What the task asks: Return the listing below line for line, unchanged.

Location identification entries:
-*-*-

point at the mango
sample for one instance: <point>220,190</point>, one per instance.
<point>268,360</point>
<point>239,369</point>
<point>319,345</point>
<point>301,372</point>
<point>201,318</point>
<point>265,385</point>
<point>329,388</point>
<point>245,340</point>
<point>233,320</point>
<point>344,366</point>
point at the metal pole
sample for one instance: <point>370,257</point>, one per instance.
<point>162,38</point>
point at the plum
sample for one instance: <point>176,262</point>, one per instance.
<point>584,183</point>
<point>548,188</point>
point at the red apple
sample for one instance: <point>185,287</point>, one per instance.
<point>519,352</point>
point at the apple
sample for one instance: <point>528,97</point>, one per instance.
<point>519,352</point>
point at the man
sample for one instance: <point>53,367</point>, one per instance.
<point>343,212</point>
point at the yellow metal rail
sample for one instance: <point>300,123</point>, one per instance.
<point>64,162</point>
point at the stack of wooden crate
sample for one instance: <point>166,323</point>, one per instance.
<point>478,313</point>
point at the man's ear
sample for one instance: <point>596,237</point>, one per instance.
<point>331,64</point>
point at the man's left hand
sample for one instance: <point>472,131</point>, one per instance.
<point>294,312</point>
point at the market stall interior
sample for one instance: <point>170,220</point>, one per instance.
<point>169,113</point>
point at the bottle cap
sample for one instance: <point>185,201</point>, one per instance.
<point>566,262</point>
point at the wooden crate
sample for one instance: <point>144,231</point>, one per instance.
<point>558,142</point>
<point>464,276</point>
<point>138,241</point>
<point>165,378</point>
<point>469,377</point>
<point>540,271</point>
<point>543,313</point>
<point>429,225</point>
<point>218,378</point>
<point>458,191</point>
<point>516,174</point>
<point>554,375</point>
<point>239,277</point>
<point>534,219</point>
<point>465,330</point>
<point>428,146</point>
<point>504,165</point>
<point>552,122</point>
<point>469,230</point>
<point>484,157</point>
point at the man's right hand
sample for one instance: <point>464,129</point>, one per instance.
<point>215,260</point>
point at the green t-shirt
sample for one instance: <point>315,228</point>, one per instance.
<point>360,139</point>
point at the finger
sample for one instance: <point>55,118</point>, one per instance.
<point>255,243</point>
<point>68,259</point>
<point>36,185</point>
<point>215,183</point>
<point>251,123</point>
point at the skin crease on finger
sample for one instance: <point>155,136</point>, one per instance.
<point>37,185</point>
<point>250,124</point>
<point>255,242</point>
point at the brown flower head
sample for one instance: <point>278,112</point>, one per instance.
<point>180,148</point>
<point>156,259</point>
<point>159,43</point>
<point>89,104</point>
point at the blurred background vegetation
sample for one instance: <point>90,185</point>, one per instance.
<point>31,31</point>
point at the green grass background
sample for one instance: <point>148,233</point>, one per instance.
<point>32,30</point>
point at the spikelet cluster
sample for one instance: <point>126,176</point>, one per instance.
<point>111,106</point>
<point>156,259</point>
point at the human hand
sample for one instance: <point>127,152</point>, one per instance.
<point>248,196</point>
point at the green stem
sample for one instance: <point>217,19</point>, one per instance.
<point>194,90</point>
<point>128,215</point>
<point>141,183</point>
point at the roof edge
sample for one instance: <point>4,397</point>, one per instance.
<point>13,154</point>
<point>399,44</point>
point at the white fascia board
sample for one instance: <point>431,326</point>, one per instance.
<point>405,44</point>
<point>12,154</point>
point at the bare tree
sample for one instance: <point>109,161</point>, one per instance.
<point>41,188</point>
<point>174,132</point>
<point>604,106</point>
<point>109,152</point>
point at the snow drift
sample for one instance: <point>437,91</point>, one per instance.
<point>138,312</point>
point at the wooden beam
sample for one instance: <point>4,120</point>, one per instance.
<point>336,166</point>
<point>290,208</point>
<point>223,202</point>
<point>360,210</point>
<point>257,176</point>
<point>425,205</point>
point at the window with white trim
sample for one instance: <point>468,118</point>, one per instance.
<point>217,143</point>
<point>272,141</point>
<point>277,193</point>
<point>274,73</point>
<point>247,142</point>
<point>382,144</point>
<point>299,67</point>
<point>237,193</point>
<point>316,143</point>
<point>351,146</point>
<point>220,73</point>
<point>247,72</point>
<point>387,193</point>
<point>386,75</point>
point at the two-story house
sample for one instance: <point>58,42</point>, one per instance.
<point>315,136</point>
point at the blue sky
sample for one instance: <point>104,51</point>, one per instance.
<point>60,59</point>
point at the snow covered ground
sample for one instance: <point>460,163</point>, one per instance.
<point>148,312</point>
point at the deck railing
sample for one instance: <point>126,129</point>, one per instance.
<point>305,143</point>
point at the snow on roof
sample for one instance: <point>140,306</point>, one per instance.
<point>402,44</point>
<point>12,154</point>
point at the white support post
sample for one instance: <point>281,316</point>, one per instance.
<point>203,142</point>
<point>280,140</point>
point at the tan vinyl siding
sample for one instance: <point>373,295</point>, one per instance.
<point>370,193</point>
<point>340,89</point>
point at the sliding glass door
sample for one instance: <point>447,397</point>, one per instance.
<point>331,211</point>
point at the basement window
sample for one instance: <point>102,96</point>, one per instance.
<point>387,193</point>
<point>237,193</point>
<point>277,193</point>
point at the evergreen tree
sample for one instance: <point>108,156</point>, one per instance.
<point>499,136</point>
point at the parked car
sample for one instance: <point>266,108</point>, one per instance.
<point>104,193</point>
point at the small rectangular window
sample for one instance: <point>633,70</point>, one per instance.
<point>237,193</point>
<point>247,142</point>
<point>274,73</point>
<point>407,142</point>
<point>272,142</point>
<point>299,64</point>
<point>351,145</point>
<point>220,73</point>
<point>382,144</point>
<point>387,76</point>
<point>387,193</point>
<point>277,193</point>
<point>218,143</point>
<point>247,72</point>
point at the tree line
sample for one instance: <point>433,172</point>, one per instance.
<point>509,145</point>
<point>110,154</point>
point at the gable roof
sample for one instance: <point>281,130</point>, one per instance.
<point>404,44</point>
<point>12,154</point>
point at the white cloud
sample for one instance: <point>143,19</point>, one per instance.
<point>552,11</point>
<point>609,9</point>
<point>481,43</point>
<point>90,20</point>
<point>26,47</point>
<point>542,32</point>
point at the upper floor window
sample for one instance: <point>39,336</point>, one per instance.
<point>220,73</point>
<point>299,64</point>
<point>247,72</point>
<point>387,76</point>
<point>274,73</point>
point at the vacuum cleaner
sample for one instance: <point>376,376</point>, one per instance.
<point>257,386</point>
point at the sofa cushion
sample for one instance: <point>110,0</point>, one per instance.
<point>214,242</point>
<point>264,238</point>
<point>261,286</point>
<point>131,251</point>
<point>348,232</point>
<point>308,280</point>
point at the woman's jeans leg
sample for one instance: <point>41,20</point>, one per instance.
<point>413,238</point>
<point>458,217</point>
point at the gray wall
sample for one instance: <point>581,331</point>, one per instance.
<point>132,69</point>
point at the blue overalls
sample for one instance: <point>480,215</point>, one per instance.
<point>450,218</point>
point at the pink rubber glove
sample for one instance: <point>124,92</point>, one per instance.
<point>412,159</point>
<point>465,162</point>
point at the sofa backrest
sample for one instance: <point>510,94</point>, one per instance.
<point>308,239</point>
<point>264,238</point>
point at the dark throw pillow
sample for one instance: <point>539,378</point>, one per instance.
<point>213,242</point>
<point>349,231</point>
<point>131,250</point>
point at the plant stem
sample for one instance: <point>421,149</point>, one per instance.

-*-*-

Exercise output:
point at the mango
sample for one instance: <point>220,190</point>, one per instance.
<point>268,360</point>
<point>239,369</point>
<point>319,345</point>
<point>301,372</point>
<point>201,318</point>
<point>265,385</point>
<point>329,388</point>
<point>245,340</point>
<point>233,320</point>
<point>344,366</point>
point at the metal pole
sample for one instance: <point>370,257</point>, one per instance.
<point>162,38</point>
point at the plum
sample for one instance: <point>176,262</point>, one per instance.
<point>584,183</point>
<point>548,188</point>
point at the red apple
sample for one instance: <point>185,287</point>, one per instance.
<point>519,352</point>
point at the apple
sample for one instance: <point>528,97</point>, one per instance.
<point>519,352</point>
point at the man
sample for one instance: <point>53,367</point>, one per instance.
<point>343,212</point>
point at the yellow metal rail
sample for one instance: <point>300,123</point>, one per instance.
<point>64,162</point>
point at the stack of wooden crate
sample for one instance: <point>166,323</point>, one per instance.
<point>478,313</point>
point at the man's ear
sample for one instance: <point>596,237</point>, one per instance.
<point>331,64</point>
point at the man's left hand
sample for one instance: <point>472,131</point>, one per instance.
<point>294,312</point>
point at the market stall interior
sample for one instance: <point>170,220</point>, one per instance.
<point>169,113</point>
point at the bottle cap
sample for one instance: <point>185,201</point>, one per instance.
<point>566,262</point>
point at the wooden crate
sample for one instance: <point>144,231</point>, one per instance.
<point>558,142</point>
<point>464,276</point>
<point>138,241</point>
<point>165,378</point>
<point>469,377</point>
<point>540,271</point>
<point>543,313</point>
<point>429,225</point>
<point>218,378</point>
<point>458,191</point>
<point>516,174</point>
<point>554,375</point>
<point>239,277</point>
<point>534,219</point>
<point>465,330</point>
<point>428,146</point>
<point>504,165</point>
<point>552,122</point>
<point>469,230</point>
<point>484,157</point>
point at the man's right hand
sample for one instance: <point>464,129</point>, one per instance.
<point>215,260</point>
point at the green t-shirt
sample for one instance: <point>315,228</point>, one per instance.
<point>360,139</point>
point at the finger
sample for one instance: <point>55,118</point>, one per instance.
<point>255,243</point>
<point>68,259</point>
<point>36,185</point>
<point>215,183</point>
<point>251,123</point>
point at the skin crease on finger
sample for one instance: <point>155,136</point>, one per instance.
<point>37,185</point>
<point>250,124</point>
<point>255,242</point>
point at the brown flower head
sample for one instance: <point>278,112</point>, one per instance.
<point>180,148</point>
<point>156,259</point>
<point>159,43</point>
<point>89,104</point>
point at the blurred background vegetation
sample for one instance: <point>90,185</point>, one per instance.
<point>31,31</point>
point at the green grass background
sample for one instance: <point>148,233</point>, one per instance.
<point>32,30</point>
point at the spikelet cluster
sample for one instance: <point>126,176</point>, one per instance.
<point>111,106</point>
<point>156,259</point>
point at the human hand
sample for one instance: <point>127,152</point>, one per instance.
<point>248,196</point>
point at the green stem
sample for one instance: <point>217,19</point>, one per instance.
<point>194,90</point>
<point>128,215</point>
<point>141,183</point>
point at the roof edge
sample for one instance: <point>4,397</point>, one per instance.
<point>13,154</point>
<point>399,44</point>
point at the white fascia board
sample for one instance: <point>431,326</point>, one per instance.
<point>405,44</point>
<point>12,154</point>
point at the bare tree
sample for one instance: <point>109,161</point>, one per instance.
<point>41,188</point>
<point>174,132</point>
<point>604,106</point>
<point>109,152</point>
point at the snow drift
sample for one instance: <point>437,91</point>, one per instance.
<point>138,312</point>
point at the wooden beam
sample for one instance: <point>4,120</point>, one per instance.
<point>336,166</point>
<point>290,208</point>
<point>223,202</point>
<point>360,210</point>
<point>257,176</point>
<point>425,205</point>
point at the window with white trim
sample for one instance: <point>468,118</point>, one per instance.
<point>217,143</point>
<point>272,141</point>
<point>277,193</point>
<point>274,73</point>
<point>247,142</point>
<point>382,144</point>
<point>299,67</point>
<point>237,193</point>
<point>316,143</point>
<point>351,146</point>
<point>220,73</point>
<point>247,72</point>
<point>387,193</point>
<point>386,75</point>
point at the two-story house
sample for one instance: <point>58,42</point>, one per instance.
<point>315,136</point>
point at the blue sky
sample for one instance: <point>104,51</point>, one per instance.
<point>60,59</point>
point at the snow covered ground
sample for one instance: <point>460,163</point>, one per instance.
<point>148,312</point>
point at the deck railing
sample for one instance: <point>126,129</point>, one per instance.
<point>305,143</point>
point at the snow on roof
sample for one instance: <point>140,306</point>, one per instance.
<point>402,44</point>
<point>12,154</point>
point at the white support post
sample for one instance: <point>281,316</point>, one per instance.
<point>203,142</point>
<point>280,140</point>
point at the tan vinyl siding
sample for one instance: <point>373,295</point>, one per instance.
<point>370,193</point>
<point>340,89</point>
point at the sliding glass door
sample for one instance: <point>447,397</point>, one per instance.
<point>331,211</point>
point at the basement window
sample for one instance: <point>102,96</point>, one per instance.
<point>387,193</point>
<point>237,193</point>
<point>277,193</point>
point at the evergreen tree
sample for one instance: <point>108,156</point>, one per instance.
<point>499,136</point>
point at the parked car
sample for one instance: <point>266,108</point>, one per instance.
<point>104,193</point>
point at the small rectangular window
sample for one instance: <point>633,70</point>, one per instance.
<point>237,193</point>
<point>247,142</point>
<point>274,73</point>
<point>407,142</point>
<point>272,142</point>
<point>299,64</point>
<point>351,145</point>
<point>220,73</point>
<point>382,144</point>
<point>387,76</point>
<point>387,193</point>
<point>277,193</point>
<point>218,143</point>
<point>247,72</point>
point at the tree line
sample for one instance: <point>433,172</point>, one per instance.
<point>509,145</point>
<point>110,154</point>
point at the gable roof
sample for one instance: <point>281,130</point>, one per instance.
<point>404,44</point>
<point>12,154</point>
point at the white cloud
sample for one instance: <point>143,19</point>, one per instance.
<point>552,11</point>
<point>609,9</point>
<point>481,43</point>
<point>90,20</point>
<point>26,47</point>
<point>542,32</point>
point at the upper floor window
sample for one instance: <point>39,336</point>, one per instance.
<point>220,73</point>
<point>299,64</point>
<point>247,72</point>
<point>387,76</point>
<point>274,73</point>
point at the vacuum cleaner
sample for one instance: <point>376,376</point>, one per instance.
<point>257,386</point>
point at the sofa cushion
sample for one instance: <point>110,0</point>, one per instance.
<point>214,242</point>
<point>264,238</point>
<point>261,286</point>
<point>131,251</point>
<point>348,232</point>
<point>308,280</point>
point at the woman's jeans leg
sample for one instance: <point>41,20</point>, one per instance.
<point>413,238</point>
<point>458,217</point>
point at the gray wall
sample for one instance: <point>581,331</point>, one per instance.
<point>132,69</point>
point at the blue overalls
sample for one instance: <point>480,215</point>, one per instance.
<point>450,218</point>
point at the pink rubber glove
sample for one instance: <point>124,92</point>, one per instance.
<point>412,159</point>
<point>465,162</point>
point at the sofa backrest
sample for one instance: <point>510,94</point>, one per instance.
<point>308,239</point>
<point>264,238</point>
point at the dark throw pillow
sample for one instance: <point>539,378</point>, one per instance.
<point>213,242</point>
<point>349,231</point>
<point>131,250</point>
point at the plant stem
sample for one instance: <point>421,149</point>, one per instance.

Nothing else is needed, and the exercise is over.